***** Provided material *****

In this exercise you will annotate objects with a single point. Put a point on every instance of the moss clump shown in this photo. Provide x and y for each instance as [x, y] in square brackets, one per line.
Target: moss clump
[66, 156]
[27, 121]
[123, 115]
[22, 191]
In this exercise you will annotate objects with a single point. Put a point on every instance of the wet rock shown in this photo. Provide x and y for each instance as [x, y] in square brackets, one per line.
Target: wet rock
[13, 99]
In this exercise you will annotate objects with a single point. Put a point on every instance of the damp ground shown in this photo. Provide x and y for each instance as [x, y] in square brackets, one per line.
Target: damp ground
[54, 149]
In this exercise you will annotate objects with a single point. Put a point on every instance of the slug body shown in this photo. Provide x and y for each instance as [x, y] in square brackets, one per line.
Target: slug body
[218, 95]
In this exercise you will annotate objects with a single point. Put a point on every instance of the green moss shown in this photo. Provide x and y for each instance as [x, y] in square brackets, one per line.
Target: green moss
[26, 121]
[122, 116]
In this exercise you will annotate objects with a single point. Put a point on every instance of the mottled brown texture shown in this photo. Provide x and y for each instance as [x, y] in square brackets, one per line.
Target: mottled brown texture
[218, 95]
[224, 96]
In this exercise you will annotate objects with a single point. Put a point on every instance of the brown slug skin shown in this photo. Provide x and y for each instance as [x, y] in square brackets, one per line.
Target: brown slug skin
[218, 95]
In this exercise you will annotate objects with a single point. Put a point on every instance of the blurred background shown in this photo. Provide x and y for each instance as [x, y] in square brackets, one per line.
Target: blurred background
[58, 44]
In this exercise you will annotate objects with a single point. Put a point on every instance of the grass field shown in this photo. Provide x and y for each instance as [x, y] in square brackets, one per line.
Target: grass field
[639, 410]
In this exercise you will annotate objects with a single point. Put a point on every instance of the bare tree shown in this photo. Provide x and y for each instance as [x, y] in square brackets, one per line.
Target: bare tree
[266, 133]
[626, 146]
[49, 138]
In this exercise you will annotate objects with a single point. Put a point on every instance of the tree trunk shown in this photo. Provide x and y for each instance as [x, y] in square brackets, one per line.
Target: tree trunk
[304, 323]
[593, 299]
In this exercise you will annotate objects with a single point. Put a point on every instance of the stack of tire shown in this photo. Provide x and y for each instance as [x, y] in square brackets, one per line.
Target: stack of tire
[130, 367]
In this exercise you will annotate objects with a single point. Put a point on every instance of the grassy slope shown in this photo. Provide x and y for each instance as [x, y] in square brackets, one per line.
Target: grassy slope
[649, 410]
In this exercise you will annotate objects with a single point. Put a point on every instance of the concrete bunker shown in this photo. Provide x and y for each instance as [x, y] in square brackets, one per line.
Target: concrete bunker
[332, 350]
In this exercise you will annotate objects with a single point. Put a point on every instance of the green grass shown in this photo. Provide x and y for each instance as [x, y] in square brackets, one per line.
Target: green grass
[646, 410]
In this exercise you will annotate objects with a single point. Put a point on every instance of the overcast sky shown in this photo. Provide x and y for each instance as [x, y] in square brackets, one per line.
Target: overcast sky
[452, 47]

*****

— Task to complete —
Could you replace every "Target" in the data above with "Label" and write out all of the data again with nothing else changed?

— Response to this exercise —
In this exercise you will annotate objects with a single point. Put a point on every instance of the moss clump shown in this photo. Provide x and y for each instance as [x, y] in square brackets, one per line.
Label: moss clump
[66, 156]
[27, 121]
[123, 115]
[22, 191]
In this exercise you will annotate objects with a single point. Put a point on every instance of the wet rock shown in this photo. Provide x and y for each instance as [x, y] in square brackets, one per line.
Label: wet rock
[13, 99]
In this exercise you will annotate objects with a single point. Put a point on every instance of the damp ground shown in this photo. Provide x and y for each instance as [x, y] in square brackets, one per line.
Label: damp ground
[54, 149]
In this exercise you will annotate objects with a single point. Put a point on every instance of the slug body shown in this photo. Provide x and y for each instance as [x, y] in square brackets, one per line.
Label: slug body
[218, 95]
In this exercise you will annotate objects with a single point. Put a point on every instance of the green moss shown in this photo. Provide x and y for each instance as [x, y] in square brackets, one per line.
Label: green moss
[26, 121]
[122, 116]
In this exercise you will annotate objects with a single point. Put a point on every instance of the mottled brown texture shown in this photo. Provide x and y for each instance as [x, y] in square brackets, one per line.
Label: mottled brown texture
[218, 95]
[224, 96]
In this exercise you will annotate objects with a single point. Put a point on every instance of the brown slug skin shown in this photo. Provide x and y for each instance as [x, y] in square brackets, one per line.
Label: brown slug skin
[218, 95]
In this exercise you will annotate objects with a single point. Put a point on every instance of the blurred background shown in this photo. Provide x and y for each instance as [x, y] in square brackets, one per line.
Label: blurred background
[58, 44]
In this exercise you will annotate objects with a single point. Put a point on every instance of the grass field shown in this photo. Provide x and y for each instance as [x, y] in square brackets, one per line.
Label: grass field
[639, 410]
In this exercise you will annotate objects with a single point. Put a point on every instance of the bare tree shown in this photo. Provide x and y for each instance as [x, y] in square brackets, one per line.
Label: bare tree
[266, 133]
[626, 146]
[49, 138]
In this exercise you will annotate objects with a single point. Put a point on every instance of the tree trunk shown in this photo. Provide x and y for each instance as [x, y] in square brackets, one per line.
Label: tree trunk
[304, 323]
[593, 299]
In this exercise you will annotate objects with a single point. Put a point on every instance of the stack of tire shown in this photo. Provide x and y for each instance as [x, y] in square brackets, one per line.
Label: stack of tire
[130, 367]
In this exercise you will annotate objects with a single point. Put a point on every instance of the grassy slope shown in this photo. Provide x and y for each instance as [x, y] in square brackets, one per line.
Label: grassy slope
[649, 410]
In this exercise you will annotate objects with a single point. Put a point on every instance of the concrete bunker shown in this photo. Provide x and y for each instance as [x, y] in square brackets, one per line.
Label: concrete bunker
[332, 350]
In this exercise you will annotate objects with a single point. Put a point on every instance of the green grass shown in this photo. Provide x and y for each instance as [x, y] in square brackets, one per line.
Label: green grass
[646, 410]
In this exercise you will annotate objects with a single point. Put a point on every instance of the overcast sky shown in this photo. Provide x and y for each instance as [x, y] in square brackets, one per line.
Label: overcast sky
[452, 47]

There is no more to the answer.